- Instructions for the task -
Copy the records from the line containing "Could you point at the green stem" through the line containing "<point>464,163</point>", reproducing each line verbatim.

- Material for this task -
_ _ _

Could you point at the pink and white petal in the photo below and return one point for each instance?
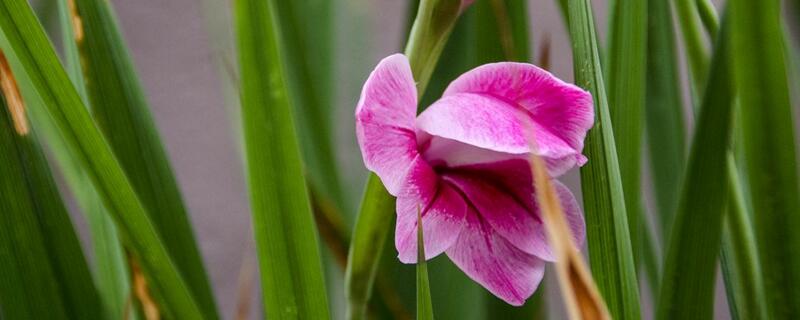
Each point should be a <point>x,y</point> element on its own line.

_ _ _

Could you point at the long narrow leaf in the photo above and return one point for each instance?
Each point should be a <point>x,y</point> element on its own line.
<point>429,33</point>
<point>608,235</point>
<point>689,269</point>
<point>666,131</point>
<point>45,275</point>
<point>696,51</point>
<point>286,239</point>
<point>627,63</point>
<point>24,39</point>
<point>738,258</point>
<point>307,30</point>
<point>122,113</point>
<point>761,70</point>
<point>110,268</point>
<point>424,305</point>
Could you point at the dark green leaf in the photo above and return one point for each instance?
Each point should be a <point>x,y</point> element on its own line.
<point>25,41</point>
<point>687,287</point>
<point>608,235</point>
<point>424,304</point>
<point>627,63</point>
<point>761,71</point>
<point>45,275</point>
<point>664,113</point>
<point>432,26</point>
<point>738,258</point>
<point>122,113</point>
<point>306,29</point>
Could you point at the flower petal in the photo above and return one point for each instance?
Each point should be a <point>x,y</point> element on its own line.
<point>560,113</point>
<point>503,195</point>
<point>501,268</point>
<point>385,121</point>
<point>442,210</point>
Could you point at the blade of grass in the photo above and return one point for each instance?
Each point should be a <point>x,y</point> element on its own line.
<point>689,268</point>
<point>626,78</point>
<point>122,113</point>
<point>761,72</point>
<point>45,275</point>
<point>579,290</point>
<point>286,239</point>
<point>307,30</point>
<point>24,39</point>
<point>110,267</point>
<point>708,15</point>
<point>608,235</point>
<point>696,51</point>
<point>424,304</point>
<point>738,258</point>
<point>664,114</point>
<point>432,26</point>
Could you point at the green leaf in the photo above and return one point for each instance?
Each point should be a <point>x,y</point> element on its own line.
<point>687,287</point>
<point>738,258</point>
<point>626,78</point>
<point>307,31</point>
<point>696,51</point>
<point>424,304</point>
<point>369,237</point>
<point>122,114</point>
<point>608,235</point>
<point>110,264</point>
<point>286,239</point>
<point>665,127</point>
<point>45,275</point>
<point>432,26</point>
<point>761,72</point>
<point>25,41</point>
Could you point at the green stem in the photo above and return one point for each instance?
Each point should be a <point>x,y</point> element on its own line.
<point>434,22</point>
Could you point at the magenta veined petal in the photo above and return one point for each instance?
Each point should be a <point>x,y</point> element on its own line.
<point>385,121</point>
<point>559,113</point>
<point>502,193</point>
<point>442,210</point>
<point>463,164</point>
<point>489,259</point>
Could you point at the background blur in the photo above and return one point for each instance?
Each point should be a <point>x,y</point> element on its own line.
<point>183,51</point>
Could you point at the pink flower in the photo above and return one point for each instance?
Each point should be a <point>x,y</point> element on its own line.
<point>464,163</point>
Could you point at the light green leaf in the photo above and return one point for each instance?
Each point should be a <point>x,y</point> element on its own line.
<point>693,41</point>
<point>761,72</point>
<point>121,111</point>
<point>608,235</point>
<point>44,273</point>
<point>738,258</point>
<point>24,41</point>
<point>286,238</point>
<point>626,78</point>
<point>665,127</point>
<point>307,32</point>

_ _ _

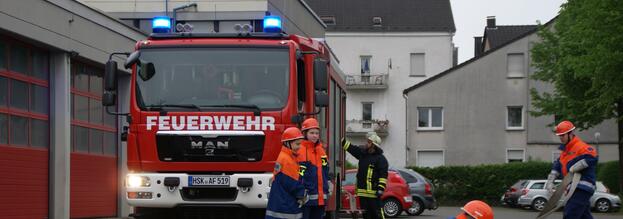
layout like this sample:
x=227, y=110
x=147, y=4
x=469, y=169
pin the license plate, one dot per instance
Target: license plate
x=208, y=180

_ _ _

- Full answer -
Could you point at the green stem in the photo above and return one point for each instance?
Each point should be a <point>x,y</point> element on its own line.
<point>434,22</point>
Could you point at the magenta veined petal in the photo above and return one point for each instance?
Each point should be a <point>x,y</point> element on its own line.
<point>385,121</point>
<point>559,113</point>
<point>502,193</point>
<point>442,210</point>
<point>463,164</point>
<point>489,259</point>
Could you point at the background blur in the photo above and return one point for each instance?
Each point should be a <point>x,y</point> element on its own line.
<point>183,51</point>
Could you point at the pink flower in the photo above and return one point for each instance?
Each point should be a <point>x,y</point> element on its own line.
<point>464,163</point>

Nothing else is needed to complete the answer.